[Begin PASSAGE GIVEN]

As we saw with $s_d$, sequences can be composed by concatenating them: $\forall s_1, \forall s_2, E(E(i, s_1), s_2) = E(i, s_1 \doubleplus s_2)$. For example, the sequence $(1, 2, 2, (2, -2, 1))$ is consisted of concatenating $(1, 2, 2)$ and $((2, -2, 1))$; increasing the first and the second register by 1 and 2 respectively, and then add the registers together, storing the result in the first register.

We show the pseudo-code representation of this sequence by following its semantical interpretation:

\begin{verbatim}
r1 += 1; r2 += 2; // sequence 1
while (r2 > 0) { r2 -= 1; r1 += 1; } // sequence 2
// r1 += r2; r2 = 0; // sequence 2 optimized
\end{verbatim}

\section{Budge theorem prover}

Budge-TP (b\textturnv\textdyoghlig, b'dzh) is a theorem prover that allows the expressing of formal systems. Formal systems are important because they lie at the core of mathematics. It is directly inspired by Prolog\cite{b5}, where the main difference is that there is no automated deduction and every step has to be manually specified. This allows for a more explicit understanding of formal systems.

Budge-TP has a small Trusted-Computing Base (TCB). Its semantics rely only on substitution and equality check (symbol comparison), though they are still powerful enough to represent any formal system, including computation, as we will see next.

[End PASSAGE GIVEN]
[Begin LISTING]

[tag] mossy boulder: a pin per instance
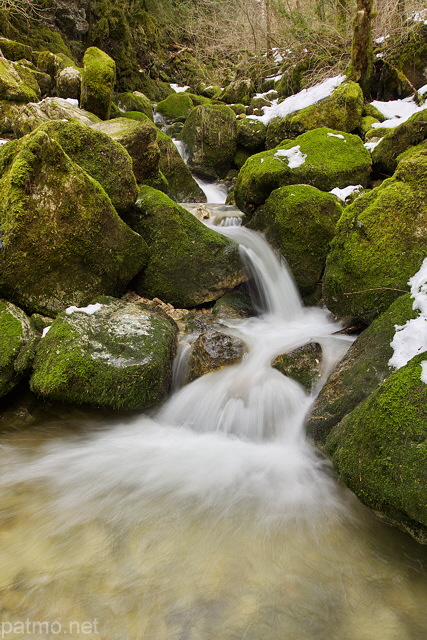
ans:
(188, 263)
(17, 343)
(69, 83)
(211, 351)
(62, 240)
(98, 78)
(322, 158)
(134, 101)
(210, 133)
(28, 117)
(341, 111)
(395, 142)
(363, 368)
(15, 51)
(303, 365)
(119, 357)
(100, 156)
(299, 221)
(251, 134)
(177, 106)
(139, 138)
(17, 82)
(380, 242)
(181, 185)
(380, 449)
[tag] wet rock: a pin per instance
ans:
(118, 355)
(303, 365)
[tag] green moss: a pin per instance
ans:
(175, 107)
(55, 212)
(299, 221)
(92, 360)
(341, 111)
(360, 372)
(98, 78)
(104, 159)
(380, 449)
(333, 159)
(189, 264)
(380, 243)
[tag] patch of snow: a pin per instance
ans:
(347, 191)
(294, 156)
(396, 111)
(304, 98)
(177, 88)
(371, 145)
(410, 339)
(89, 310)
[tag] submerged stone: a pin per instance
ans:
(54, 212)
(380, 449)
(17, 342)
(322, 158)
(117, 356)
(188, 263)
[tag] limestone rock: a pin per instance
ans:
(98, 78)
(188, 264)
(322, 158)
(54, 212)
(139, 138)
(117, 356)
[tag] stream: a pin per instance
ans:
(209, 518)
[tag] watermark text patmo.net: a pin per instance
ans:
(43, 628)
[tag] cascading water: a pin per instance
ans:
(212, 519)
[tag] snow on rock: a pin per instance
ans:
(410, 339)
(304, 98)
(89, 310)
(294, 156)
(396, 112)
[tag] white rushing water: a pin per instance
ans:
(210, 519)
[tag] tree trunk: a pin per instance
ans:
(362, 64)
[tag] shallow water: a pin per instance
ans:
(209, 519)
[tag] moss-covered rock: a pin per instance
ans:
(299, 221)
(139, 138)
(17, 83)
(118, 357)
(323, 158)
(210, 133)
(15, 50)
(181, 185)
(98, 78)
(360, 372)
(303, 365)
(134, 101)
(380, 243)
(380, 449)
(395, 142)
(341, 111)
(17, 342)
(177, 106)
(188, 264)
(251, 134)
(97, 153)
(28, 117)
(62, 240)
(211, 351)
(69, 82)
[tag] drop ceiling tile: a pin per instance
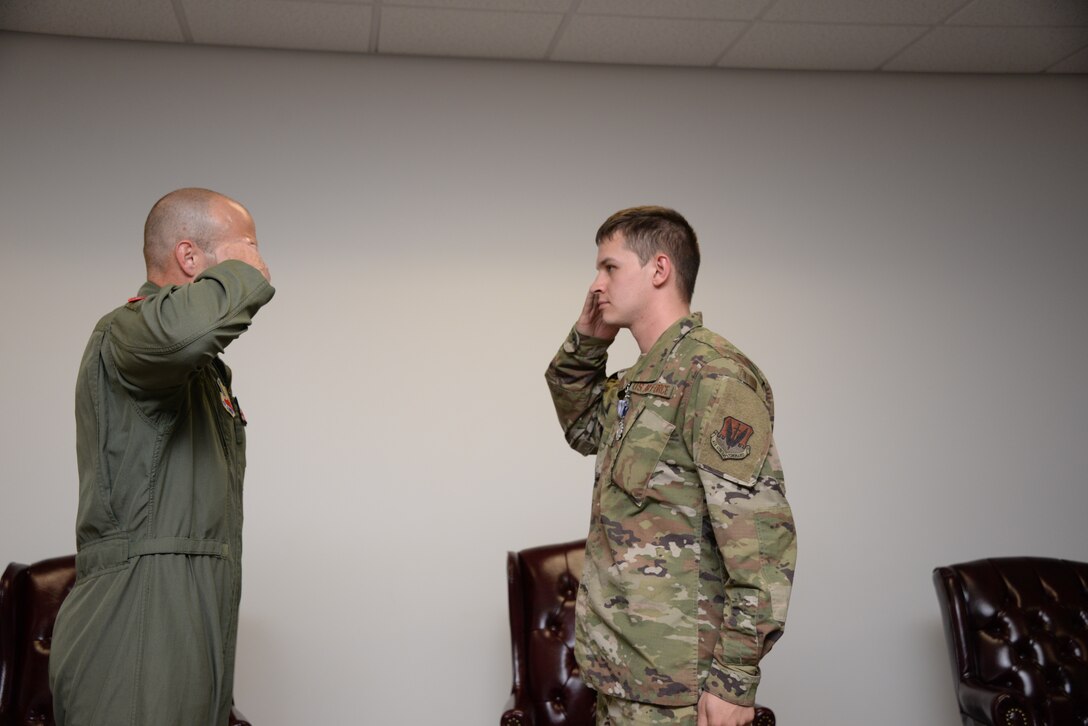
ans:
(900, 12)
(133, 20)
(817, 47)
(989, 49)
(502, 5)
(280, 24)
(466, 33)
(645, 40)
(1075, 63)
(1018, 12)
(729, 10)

[End LISTING]

COMPLETE THE FOLLOWING:
**A.** Answer these questions from the Budge theorem prover passage:
(i) Which two sequences are concatenated to form the sequence (1, 2, 2, (2, -2, 1))?
(ii) Which language directly inspired Budge-TP?
(iii) What two operations do Budge-TP's semantics rely on?
Mark each answer (i), (ii) or (iii), one per line.
**B.** Rewrite the Budge theorem prover passage between "Budge-TP (b\textturnv\textdyoghlig, b'dzh)" and "will see next.", inclusive, using "Datalog" in place of "Prolog".
**C.** Write the next part of the Budge theorem prover passage, starting after its last sentence.

REPLIES:
**A.**
(i) (1, 2, 2) and ((2, -2, 1))
(ii) Prolog
(iii) Substitution and equality check (symbol comparison)

**B.**
Budge-TP (b\textturnv\textdyoghlig, b'dzh) is a theorem prover that allows the expressing of formal systems. Formal systems are important because they lie at the core of mathematics. It is directly inspired by Datalog\cite{b5}, where the main difference is that there is no automated deduction and every step has to be manually specified. This allows for a more explicit understanding of formal systems.

Budge-TP has a small Trusted-Computing Base (TCB). Its semantics rely only on substitution and equality check (symbol comparison), though they are still powerful enough to represent any formal system, including computation, as we will see next.

**C.**
\subsection{Semantics}

Within Budge-TP, a formal system is defined by the tuple $F = (R, V, T)$ together with the functions $subst_{rule}^n$ and $subst_{thm}^n$ where $R_n \in R$ is a set of rules of $n$-ary arguments, $V$ is a set of variables, and $T$ is a set of theorems. A rule $r = (r_1, \ldots, r_n) \in R_n$ is a sequence of a string of symbols; it can be roughly interpreted as a function $r_1 \to \ldots \to r_n$, where the $n$-th argument represents a conclusion, and the others represent hypotheses.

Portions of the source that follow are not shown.